Document:

Despite all this, Bolsonaro managed the transition from backbencher to one of the best-known politicians in Brazil in a short amount of time, mainly through social media and his ‘anti-system’ discourse. For months he has led in the polls - at least when former President Lula da Silva, convicted of corruption and now incarcerated, is shut out of the surveys. But even when Lula’s candidacy is not excluded, Bolsonaro performs surprisingly well: he would get around one-fifth of the vote, and this figure has remained relatively constant over the past few months.
The decline of the ‘establishment’
By contrast, the establishment’s candidates, such as Geraldo Alckmin from the Brazilian Social Democracy Party (PSDB) and former finance minister Henrique Meirelles, are currently lagging far behind. Thus there is a strong possibility that Bolsonaro can break through the traditional polarisation between the conservative ‘social democratic’ party of Brazil (PSDB) and the progressive workers’ party (PT) to at least move into the second round of voting. ‘Brazil, we have a problem,’ proclaims The Economist, and in doing so, certainly speaks for Brazil’s political and economic establishment. It had long been insisting that Bolsonaro’s appeal would diminish as the economy recovers. Except that a noticeable economic recovery has so far failed, with the economy stagnating and unemployment stuck at 13 per cent.
On the one hand, Bolsonaro presents himself as a rebel; on the other hand, by choosing liberal economist Paulo Guedes as his advisor, he attempted to signal to the establishment that he was - at least politically - not so anti-systemic. The financial elites were also relieved and pleased by the nomination of a recognised expert with a liberal vision. Also, Bolsonaro's party, the Social Liberal Party (PSL), is one of the Congress’s most loyal supporters of President Temer’s liberal economic agenda.

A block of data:

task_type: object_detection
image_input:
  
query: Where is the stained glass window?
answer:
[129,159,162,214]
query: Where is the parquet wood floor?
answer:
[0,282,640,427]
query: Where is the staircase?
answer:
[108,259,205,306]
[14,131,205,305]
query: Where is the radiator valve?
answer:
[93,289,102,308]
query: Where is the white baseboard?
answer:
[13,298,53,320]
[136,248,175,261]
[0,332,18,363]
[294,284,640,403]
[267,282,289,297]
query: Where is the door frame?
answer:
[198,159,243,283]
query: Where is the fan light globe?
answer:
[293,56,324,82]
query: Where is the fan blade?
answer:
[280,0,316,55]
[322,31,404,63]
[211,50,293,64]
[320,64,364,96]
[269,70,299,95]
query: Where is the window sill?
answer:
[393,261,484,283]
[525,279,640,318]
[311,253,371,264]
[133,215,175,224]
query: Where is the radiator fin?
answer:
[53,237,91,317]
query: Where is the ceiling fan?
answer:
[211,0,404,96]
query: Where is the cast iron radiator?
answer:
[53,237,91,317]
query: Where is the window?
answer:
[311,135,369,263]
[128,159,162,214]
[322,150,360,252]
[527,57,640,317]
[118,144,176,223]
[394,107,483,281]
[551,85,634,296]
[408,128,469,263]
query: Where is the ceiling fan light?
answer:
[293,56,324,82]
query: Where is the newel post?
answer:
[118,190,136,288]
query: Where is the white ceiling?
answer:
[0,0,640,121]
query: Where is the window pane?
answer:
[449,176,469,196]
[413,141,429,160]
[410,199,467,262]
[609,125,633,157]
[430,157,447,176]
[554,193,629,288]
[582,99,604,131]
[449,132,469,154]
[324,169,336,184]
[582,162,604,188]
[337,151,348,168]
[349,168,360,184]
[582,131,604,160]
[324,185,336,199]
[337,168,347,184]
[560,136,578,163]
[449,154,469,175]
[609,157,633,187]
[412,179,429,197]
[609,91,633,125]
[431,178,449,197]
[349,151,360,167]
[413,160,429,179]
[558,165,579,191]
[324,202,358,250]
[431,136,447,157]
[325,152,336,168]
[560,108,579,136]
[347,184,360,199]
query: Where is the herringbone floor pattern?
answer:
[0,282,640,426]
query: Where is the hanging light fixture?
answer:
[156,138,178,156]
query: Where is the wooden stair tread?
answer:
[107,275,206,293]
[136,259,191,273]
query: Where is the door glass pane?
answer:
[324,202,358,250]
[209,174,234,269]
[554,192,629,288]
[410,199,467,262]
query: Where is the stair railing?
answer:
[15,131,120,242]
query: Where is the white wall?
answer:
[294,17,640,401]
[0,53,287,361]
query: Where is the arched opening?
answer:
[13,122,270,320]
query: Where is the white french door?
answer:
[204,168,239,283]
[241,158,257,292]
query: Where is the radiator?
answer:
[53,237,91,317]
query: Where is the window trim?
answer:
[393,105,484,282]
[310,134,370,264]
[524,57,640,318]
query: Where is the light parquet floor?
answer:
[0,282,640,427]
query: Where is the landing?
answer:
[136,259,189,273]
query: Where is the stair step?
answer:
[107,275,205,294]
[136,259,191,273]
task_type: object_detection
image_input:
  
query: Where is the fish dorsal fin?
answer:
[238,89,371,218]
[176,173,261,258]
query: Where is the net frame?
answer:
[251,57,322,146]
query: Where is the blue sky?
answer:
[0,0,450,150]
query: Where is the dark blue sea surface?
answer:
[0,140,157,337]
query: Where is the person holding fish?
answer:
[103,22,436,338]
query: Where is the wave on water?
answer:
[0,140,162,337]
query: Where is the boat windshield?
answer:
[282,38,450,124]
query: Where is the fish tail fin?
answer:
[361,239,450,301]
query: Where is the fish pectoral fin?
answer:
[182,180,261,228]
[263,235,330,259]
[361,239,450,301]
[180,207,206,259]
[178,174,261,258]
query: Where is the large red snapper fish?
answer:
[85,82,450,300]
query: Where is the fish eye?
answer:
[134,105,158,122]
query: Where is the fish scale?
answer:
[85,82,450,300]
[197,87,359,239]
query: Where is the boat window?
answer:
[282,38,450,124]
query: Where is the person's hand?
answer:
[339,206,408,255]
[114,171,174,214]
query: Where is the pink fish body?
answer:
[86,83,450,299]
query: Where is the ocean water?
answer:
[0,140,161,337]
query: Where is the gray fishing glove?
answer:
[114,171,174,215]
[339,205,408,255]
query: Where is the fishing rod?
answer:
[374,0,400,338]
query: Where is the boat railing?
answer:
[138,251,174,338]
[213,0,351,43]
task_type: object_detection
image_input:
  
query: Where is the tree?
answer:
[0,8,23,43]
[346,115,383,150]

Task list:
1. Using the passage on Bolsonaro, decide whether each statement agrees with it: (a) unemployment in Brazil is stuck at 13 percent; (b) Geraldo Alckmin belongs to the progressive workers' party; (c) Bolsonaro's share falls to about one-tenth of the vote when Lula is included in the surveys. For each, answer yes or no and quote the words of the passage that settle it.
2. Carry the passage on Bolsonaro further, starting right after its final sentence.

Responses for each task:
1.
(a) Yes: "unemployment stuck at 13 per cent."
(b) No: "Geraldo Alckmin from the Brazilian Social Democracy Party (PSDB)."
(c) No: "he would get around one-fifth of the vote."

2.
Bolsonaro is openly courting a business community critical of regulation and considering entrepreneur Flavio Rocha as a possible Minister of Economic Affairs. It is clear that he wants not only the military in his government, but also business people. Targeting them, Bolsonaro announces that it is time for entrepreneurs in Brazil to take matters into their own hands. So the self-image of a rebel against the establishment also belies the fact that in polls he enjoys more support from the segment of the richest and most educated than his competitors. 30 per cent of the population whose income is over ten times the minimum wage are flirting with electing this alleged bête noire of the establishment.
With his discourse, Bolsonaro is however deliberately courting another voter segment: the supporters of the evangelical churches, who by now make up 30 per cent of the electorate in what was once a purely Catholic country. In light of this tendency, some observers speak of a voto evangélico, as Bolsonaro’s campaign events often resemble evangelical church services. The cultivated moralising discourse gets especially caught up in the evangelical belief system in which the one single Good takes up the fight against evil on behalf of the good citizenry.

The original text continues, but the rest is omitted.